Sandra
(Vague stelle dell’Orsa), de Luchino
Visconti (1965).
Ces jours-ci, le Champo, haut lieu
de la cinéphilie parisienne, fait salles combles avec la sortie des Jours comptés, d’Elio Petri, dont j’ai
déjà parlé ici, et la reprise de Sandra,
de Luchino Visconti. C’est tant mieux pour le cinéma en général, pour le cinéma
italien en particulier, depuis bien trop longtemps dans un état semi-comateux,
et pour Petri et Visconti, deux cinéastes importants à des titres divers, même
si l’œuvre du second me paraît infiniment mieux vieillir que celle du
premier -- et, pour Sandra,
en dépit d’une copie assez moyenne, bien que neuve[1].
Réalisé en moins de deux mois, entre
la fin de l’été et le début de l’automne de 1964, Sandra s’inscrit dans la carrière de Visconti immédiatement après
la réalisation du Guépard dont la
préparation, le tournage et le montage l’avaient occupé presque deux ans, du
milieu de l’année 1961 au début de 1963. C’est un film qui s’oppose au
précédent sur bien des plans : un budget limité, un tournage rapide, une
unité de lieu, des personnages en nombre restreint, une intrigue intime, comme
feutrée, du noir et blanc au lieu d’une palette colorée et éblouissante ;
mais qui en même temps le prolonge en reprenant des préoccupations qui ne
quitteront plus guère le cinéaste, sinon le temps de L’Etranger (1967), son seul grand échec, un film qu’il désavouera
d’ailleurs par la suite, conscient de n’avoir pas su apporter au livre la
correspondance cinématographique qu’il exigeait.
|---|
▸ **Liste des tâches**:
1: Reproduisez l'article sur Sandra entre « Ces jours-ci, le » et « bien que neuve[1]. », ces deux passages inclus.
2: Filtrez les lignes de données et conservez toutes celles qui contiennent la chaîne « porch ».
L'article sur Sandra n'a aucun lien avec les lignes de données.

▸ **Extraits de données**:
|---|
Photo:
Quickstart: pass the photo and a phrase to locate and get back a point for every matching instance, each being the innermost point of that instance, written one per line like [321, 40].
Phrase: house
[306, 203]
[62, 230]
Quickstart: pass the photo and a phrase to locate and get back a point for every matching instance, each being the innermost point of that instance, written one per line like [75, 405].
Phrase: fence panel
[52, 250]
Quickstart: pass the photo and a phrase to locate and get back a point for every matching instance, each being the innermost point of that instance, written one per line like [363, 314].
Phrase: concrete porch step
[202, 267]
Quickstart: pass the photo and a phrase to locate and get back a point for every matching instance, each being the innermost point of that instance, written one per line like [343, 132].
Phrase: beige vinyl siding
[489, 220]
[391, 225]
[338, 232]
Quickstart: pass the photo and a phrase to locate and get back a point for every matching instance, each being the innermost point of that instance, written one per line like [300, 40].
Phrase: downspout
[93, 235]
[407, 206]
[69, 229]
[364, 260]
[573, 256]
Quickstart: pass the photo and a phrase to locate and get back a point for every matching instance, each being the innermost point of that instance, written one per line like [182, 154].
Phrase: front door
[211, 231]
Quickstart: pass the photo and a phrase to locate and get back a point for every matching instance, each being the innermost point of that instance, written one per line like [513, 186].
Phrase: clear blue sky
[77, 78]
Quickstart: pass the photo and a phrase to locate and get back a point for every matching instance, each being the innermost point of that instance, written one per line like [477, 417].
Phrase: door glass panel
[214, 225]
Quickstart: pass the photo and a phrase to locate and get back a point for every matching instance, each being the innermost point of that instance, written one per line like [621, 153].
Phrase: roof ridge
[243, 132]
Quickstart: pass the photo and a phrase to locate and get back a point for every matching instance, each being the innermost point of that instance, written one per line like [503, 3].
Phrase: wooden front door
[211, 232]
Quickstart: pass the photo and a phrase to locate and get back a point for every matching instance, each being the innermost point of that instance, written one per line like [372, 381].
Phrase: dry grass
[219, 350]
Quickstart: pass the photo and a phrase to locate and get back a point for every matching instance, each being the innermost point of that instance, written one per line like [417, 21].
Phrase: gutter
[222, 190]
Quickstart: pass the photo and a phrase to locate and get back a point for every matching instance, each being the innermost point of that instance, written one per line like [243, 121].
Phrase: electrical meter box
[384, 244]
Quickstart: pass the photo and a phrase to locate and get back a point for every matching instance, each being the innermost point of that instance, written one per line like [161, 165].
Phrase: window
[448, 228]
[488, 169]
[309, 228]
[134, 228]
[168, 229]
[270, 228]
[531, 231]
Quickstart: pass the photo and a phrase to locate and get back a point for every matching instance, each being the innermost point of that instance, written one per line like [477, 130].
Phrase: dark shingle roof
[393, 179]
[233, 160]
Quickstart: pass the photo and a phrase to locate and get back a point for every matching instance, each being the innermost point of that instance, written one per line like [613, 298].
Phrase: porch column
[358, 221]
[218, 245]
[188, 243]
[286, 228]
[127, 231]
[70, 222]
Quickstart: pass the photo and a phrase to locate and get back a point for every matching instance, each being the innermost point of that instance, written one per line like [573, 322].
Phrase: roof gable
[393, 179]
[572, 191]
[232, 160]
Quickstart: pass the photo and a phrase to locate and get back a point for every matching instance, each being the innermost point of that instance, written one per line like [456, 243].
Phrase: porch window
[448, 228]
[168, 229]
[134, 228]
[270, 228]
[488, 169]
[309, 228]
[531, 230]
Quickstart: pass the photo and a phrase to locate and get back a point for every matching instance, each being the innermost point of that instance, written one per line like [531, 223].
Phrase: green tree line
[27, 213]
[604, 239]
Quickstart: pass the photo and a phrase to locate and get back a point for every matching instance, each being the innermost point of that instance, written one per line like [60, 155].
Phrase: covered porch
|---|
▸ **Résultats**:
1:
Ces jours-ci, le Champo, haut lieu
de la cinéphilie parisienne, fait salles combles avec la sortie des Jours comptés, d’Elio Petri, dont j’ai
déjà parlé ici, et la reprise de Sandra,
de Luchino Visconti. C’est tant mieux pour le cinéma en général, pour le cinéma
italien en particulier, depuis bien trop longtemps dans un état semi-comateux,
et pour Petri et Visconti, deux cinéastes importants à des titres divers, même
si l’œuvre du second me paraît infiniment mieux vieillir que celle du
premier -- et, pour Sandra,
en dépit d’une copie assez moyenne, bien que neuve[1].

2:
Phrase: concrete porch step
Phrase: porch column
Phrase: porch window
Phrase: covered porch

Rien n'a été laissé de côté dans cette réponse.